* Material to process:
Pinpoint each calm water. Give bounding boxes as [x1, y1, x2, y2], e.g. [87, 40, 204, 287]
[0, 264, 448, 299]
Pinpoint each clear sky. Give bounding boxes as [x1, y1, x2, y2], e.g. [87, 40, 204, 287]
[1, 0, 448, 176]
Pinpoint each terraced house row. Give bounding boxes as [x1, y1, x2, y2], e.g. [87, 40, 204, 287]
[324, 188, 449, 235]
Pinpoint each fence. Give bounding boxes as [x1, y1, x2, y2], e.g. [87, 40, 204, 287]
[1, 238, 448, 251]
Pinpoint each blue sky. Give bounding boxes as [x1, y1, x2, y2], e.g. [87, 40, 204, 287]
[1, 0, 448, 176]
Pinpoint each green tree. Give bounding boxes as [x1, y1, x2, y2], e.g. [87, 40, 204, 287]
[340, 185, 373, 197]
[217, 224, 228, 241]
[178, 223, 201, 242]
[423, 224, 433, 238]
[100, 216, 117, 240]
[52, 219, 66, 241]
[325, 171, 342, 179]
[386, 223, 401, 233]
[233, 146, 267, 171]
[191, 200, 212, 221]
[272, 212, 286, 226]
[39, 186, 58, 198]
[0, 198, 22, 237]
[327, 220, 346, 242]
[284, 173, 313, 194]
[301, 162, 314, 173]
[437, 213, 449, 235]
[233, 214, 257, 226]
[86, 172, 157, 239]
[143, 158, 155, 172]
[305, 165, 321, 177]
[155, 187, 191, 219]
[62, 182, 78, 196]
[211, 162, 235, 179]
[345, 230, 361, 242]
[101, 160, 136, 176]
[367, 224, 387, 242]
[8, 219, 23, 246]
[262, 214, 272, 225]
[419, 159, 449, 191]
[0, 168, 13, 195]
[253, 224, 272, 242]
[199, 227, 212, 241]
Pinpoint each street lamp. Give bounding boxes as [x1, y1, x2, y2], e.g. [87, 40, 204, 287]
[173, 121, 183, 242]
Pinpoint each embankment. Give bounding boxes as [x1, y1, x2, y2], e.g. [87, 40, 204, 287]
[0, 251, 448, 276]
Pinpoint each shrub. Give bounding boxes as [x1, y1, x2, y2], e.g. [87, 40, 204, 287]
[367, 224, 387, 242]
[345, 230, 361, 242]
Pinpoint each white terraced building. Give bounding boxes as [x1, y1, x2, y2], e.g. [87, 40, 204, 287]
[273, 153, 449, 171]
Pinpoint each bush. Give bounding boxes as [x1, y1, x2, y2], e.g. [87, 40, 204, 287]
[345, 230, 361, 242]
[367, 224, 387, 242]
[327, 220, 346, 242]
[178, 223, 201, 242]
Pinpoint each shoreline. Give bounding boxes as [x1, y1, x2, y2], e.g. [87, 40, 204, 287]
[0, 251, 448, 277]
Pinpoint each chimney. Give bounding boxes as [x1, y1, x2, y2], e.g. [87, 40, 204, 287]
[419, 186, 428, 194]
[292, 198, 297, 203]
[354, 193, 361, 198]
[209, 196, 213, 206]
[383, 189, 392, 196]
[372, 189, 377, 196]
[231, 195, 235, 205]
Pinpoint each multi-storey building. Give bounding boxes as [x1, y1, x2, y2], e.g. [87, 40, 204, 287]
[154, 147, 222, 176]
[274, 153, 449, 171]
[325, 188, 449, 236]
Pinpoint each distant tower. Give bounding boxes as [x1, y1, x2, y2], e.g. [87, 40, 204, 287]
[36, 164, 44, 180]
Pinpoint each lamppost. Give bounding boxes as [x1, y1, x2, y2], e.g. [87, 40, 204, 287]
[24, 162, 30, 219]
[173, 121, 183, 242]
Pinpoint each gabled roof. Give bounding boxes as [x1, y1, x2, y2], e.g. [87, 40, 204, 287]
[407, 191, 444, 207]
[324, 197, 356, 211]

* Aim of the exercise:
Would you please give back all of the material above exactly as it stands?

* Problem solution:
Pinpoint each calm water. Give bounding boxes as [x1, y1, x2, y2], e.g. [87, 40, 204, 287]
[0, 264, 448, 299]
Pinpoint each clear sky. Give bounding boxes as [x1, y1, x2, y2], e.g. [87, 40, 204, 287]
[1, 0, 448, 176]
Pinpoint each terraced house row. Give bounding boxes as [x1, y1, x2, y2], e.g. [87, 40, 204, 287]
[324, 188, 449, 235]
Pinpoint each fence. Give bounding boxes as [x1, y1, x2, y2], e.g. [87, 40, 204, 287]
[1, 238, 448, 251]
Pinpoint each blue sky. Give bounding boxes as [x1, y1, x2, y2], e.g. [87, 40, 204, 287]
[1, 0, 448, 176]
Pinpoint each green tree. Give bounding boxes as [x1, y1, x2, y2], e.g. [87, 40, 204, 287]
[340, 185, 373, 197]
[217, 224, 228, 241]
[178, 223, 201, 242]
[423, 224, 433, 238]
[100, 216, 117, 240]
[52, 219, 66, 241]
[325, 171, 342, 179]
[386, 223, 401, 233]
[233, 146, 267, 171]
[191, 200, 212, 221]
[272, 212, 286, 226]
[39, 186, 58, 198]
[0, 198, 22, 237]
[327, 220, 346, 242]
[284, 173, 313, 194]
[301, 162, 314, 173]
[437, 213, 449, 235]
[233, 214, 257, 226]
[86, 172, 157, 239]
[143, 158, 155, 172]
[305, 165, 321, 177]
[155, 187, 191, 219]
[62, 182, 78, 196]
[211, 162, 235, 179]
[345, 230, 361, 242]
[101, 160, 136, 176]
[367, 224, 387, 242]
[8, 219, 23, 246]
[262, 214, 272, 225]
[419, 159, 449, 191]
[0, 168, 13, 195]
[253, 224, 272, 242]
[199, 227, 212, 241]
Pinpoint each street lamp. Give bounding boxes as [x1, y1, x2, y2], e.g. [87, 40, 204, 287]
[173, 121, 183, 242]
Pinpoint each embankment. Give bounding boxes as [x1, y1, x2, y2], e.g. [87, 40, 204, 287]
[0, 251, 448, 276]
Pinpoint each shrub. Give bounding boxes as [x1, y1, x2, y2], e.g. [87, 40, 204, 287]
[367, 224, 387, 242]
[345, 230, 361, 242]
Pinpoint each white terraced building. Give bounding boxes as [x1, y1, x2, y2], e.g. [87, 40, 204, 287]
[273, 153, 449, 171]
Pinpoint each bush. Give bounding boxes as [x1, y1, x2, y2], e.g. [87, 40, 204, 287]
[345, 230, 361, 242]
[367, 224, 387, 242]
[327, 220, 346, 242]
[178, 223, 201, 242]
Pinpoint each shoreline. Give bounding boxes as [x1, y1, x2, y2], e.g. [87, 40, 204, 287]
[0, 251, 448, 277]
Pinpoint each chimney. Give bounding boxes as [x1, y1, x2, y2], e.g. [87, 40, 204, 287]
[419, 186, 428, 194]
[292, 198, 297, 203]
[354, 193, 361, 198]
[209, 196, 213, 206]
[383, 189, 392, 196]
[372, 189, 377, 196]
[231, 195, 235, 205]
Pinpoint each multi-storey building. Give bounding boxes as [x1, y1, x2, y2], e.g. [87, 40, 204, 287]
[154, 147, 222, 176]
[274, 153, 449, 171]
[325, 188, 449, 236]
Pinpoint each distant tower. Give bounding boxes as [x1, y1, x2, y2], e.g. [87, 40, 204, 287]
[36, 164, 44, 180]
Pinpoint each lamppost. Give bounding boxes as [x1, y1, x2, y2], e.g. [87, 40, 204, 287]
[24, 162, 30, 219]
[173, 121, 183, 242]
Pinpoint each gabled roof. Give bounding boxes as [x1, y1, x2, y2], e.g. [87, 40, 204, 287]
[407, 191, 444, 207]
[324, 197, 356, 211]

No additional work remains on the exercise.